:: Work to be completed ::
Exactly copy the final stretch of the listing below: the line with "Reviewer note: confirm that every instance of the store" and every line after it.
┄┄┄┄┄┄
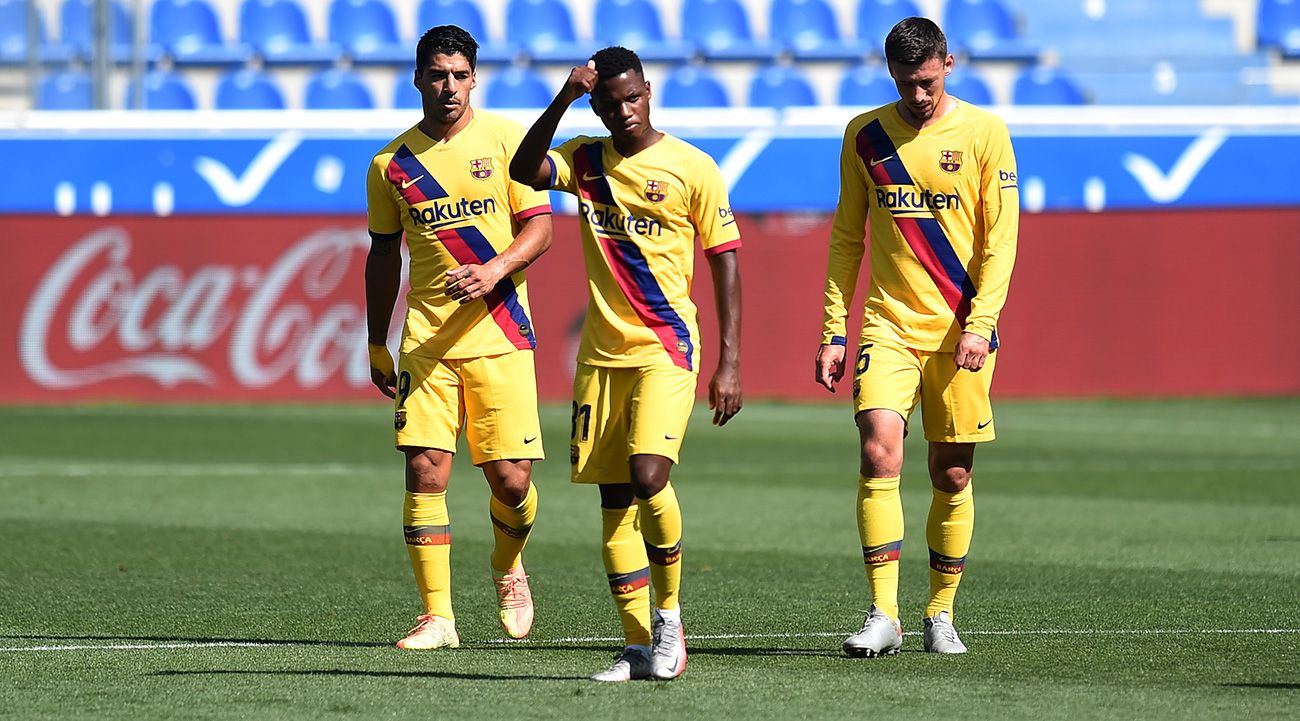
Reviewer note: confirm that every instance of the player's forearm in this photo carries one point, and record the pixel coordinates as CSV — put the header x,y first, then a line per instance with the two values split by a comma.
x,y
382,283
724,269
529,164
533,239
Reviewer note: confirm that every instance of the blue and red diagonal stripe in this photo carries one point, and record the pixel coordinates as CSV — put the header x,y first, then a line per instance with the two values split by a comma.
x,y
646,298
923,235
589,170
468,246
412,178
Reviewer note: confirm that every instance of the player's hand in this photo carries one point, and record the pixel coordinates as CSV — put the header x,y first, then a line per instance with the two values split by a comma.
x,y
471,282
724,396
830,365
971,352
580,82
382,373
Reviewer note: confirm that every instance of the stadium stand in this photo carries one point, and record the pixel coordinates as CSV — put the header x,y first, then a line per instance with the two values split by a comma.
x,y
720,29
187,31
66,90
337,88
164,90
545,30
367,31
518,87
636,24
248,90
780,86
77,27
807,30
866,85
692,86
1045,86
1278,22
277,33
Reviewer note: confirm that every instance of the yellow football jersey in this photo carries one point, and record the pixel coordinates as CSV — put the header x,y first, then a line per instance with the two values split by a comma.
x,y
458,205
640,217
944,211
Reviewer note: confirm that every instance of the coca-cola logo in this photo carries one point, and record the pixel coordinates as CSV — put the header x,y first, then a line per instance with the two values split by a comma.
x,y
298,320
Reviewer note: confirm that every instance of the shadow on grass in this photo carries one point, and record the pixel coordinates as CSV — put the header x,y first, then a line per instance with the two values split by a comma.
x,y
376,674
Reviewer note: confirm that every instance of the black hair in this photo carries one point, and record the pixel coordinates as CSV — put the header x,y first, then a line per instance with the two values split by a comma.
x,y
914,40
446,39
614,61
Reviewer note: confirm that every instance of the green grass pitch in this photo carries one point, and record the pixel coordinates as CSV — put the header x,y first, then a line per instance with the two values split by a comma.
x,y
1131,560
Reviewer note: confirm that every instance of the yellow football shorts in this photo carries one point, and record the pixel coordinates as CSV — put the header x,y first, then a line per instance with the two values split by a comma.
x,y
954,403
620,412
493,398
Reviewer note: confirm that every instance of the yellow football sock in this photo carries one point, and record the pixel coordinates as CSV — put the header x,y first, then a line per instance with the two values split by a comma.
x,y
625,564
661,525
948,531
880,530
510,528
428,534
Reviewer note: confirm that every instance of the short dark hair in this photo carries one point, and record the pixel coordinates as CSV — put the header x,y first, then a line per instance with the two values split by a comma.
x,y
446,39
614,61
914,40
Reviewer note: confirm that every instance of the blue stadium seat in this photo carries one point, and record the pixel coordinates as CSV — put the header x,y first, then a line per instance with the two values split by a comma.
x,y
336,88
68,90
187,31
807,29
277,31
1045,86
986,30
248,90
545,30
722,31
466,14
404,94
77,24
367,31
692,86
878,17
636,25
780,86
1279,26
867,86
164,90
13,30
519,87
967,85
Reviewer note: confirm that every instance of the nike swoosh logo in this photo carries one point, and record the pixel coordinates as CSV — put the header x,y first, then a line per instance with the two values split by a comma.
x,y
1168,187
241,190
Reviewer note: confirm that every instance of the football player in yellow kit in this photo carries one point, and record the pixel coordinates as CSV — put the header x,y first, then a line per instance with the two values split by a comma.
x,y
467,348
935,179
644,198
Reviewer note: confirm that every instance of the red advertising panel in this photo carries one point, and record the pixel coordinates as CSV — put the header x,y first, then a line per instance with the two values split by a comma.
x,y
271,308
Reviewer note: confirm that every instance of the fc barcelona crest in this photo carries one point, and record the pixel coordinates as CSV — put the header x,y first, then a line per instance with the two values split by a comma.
x,y
655,191
950,161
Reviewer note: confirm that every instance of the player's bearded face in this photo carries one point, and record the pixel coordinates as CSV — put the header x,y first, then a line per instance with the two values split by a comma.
x,y
922,86
623,103
445,85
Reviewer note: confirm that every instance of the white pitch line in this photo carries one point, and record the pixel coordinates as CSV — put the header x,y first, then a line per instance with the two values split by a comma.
x,y
615,639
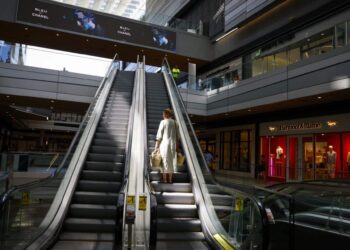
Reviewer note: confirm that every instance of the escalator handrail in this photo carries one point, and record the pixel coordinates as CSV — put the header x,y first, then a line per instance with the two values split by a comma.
x,y
153,201
118,242
129,136
7,194
54,218
232,191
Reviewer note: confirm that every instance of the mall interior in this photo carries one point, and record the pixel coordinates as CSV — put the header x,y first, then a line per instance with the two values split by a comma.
x,y
259,91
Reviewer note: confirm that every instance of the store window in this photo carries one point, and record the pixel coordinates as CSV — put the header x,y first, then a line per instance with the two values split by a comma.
x,y
235,150
293,55
273,150
327,156
340,35
318,44
348,28
346,155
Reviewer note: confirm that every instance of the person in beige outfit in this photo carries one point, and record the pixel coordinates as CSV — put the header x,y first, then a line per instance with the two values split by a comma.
x,y
166,143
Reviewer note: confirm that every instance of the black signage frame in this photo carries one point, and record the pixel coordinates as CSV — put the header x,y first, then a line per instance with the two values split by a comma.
x,y
92,23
┄┄┄┄┄┄
:: Exercise answer ::
Reviewer note: confirm that every instance of the store window in this photo carries one point, and record the pixel coordinates as CSV — put the header x,y first, then a line per instance with the two values split by a comma.
x,y
235,150
293,55
273,150
327,156
340,35
318,44
348,28
346,155
Reviewer note: confirm that every instance of the person in beige outfit in this photo carries one point, and record the pixel coordinates as CSV — put the header x,y first, then a line per instance with the two values split by a comma.
x,y
166,143
Reviewer note: confirm that every instance of the black signage frame in this photo carries one point, and record the pixel coordinates as CSV — put the header x,y first, then a line per instance with the two values split by a comma.
x,y
92,23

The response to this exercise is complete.